[START OF EXTRACTED DATA]

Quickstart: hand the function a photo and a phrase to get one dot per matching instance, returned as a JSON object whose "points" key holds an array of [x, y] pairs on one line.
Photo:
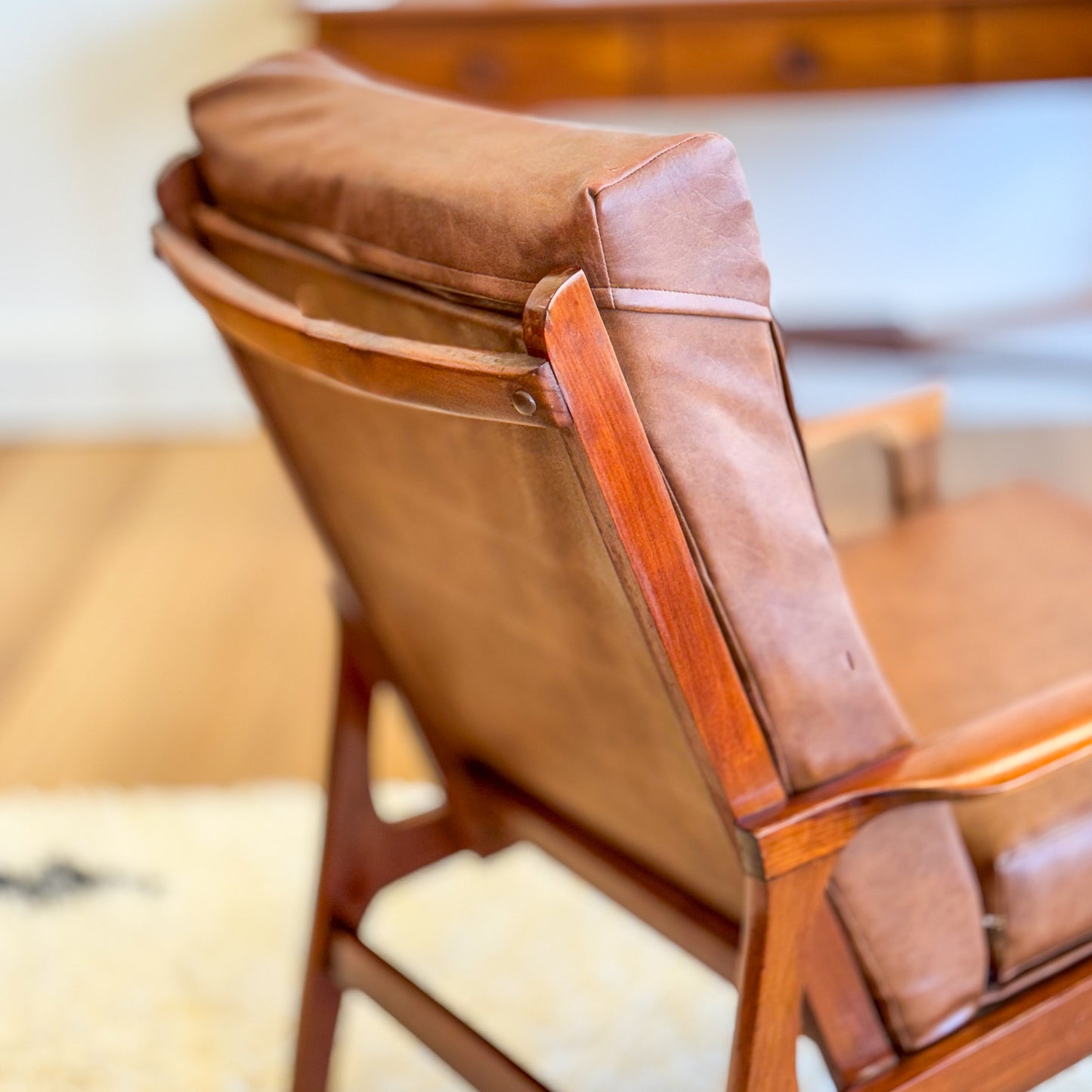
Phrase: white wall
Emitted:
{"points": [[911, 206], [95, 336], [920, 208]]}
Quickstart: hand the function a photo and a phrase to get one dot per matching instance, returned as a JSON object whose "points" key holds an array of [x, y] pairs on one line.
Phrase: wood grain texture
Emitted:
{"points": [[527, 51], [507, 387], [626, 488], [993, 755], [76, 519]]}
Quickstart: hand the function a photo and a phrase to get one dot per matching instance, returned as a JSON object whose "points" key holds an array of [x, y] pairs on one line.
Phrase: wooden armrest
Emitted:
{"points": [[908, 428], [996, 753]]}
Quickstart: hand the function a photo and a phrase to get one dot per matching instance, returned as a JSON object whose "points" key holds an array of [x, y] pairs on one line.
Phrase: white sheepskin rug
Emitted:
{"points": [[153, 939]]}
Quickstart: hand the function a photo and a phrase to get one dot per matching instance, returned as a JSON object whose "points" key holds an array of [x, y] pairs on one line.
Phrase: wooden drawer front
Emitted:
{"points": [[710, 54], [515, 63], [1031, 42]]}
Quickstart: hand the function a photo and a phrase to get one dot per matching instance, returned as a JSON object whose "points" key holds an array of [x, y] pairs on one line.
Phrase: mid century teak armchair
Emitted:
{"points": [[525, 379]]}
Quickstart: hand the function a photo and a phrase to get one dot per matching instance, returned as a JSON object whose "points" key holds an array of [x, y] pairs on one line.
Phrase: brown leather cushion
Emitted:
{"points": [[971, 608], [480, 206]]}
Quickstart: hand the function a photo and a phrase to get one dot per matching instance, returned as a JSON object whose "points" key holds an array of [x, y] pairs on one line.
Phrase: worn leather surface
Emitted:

[END OF EXTRACTED DATA]

EXERCISE DIRECTIONS:
Count the lines in the data above that contain the word "wooden". Reply with the number only.

EXERCISE OUTPUT:
2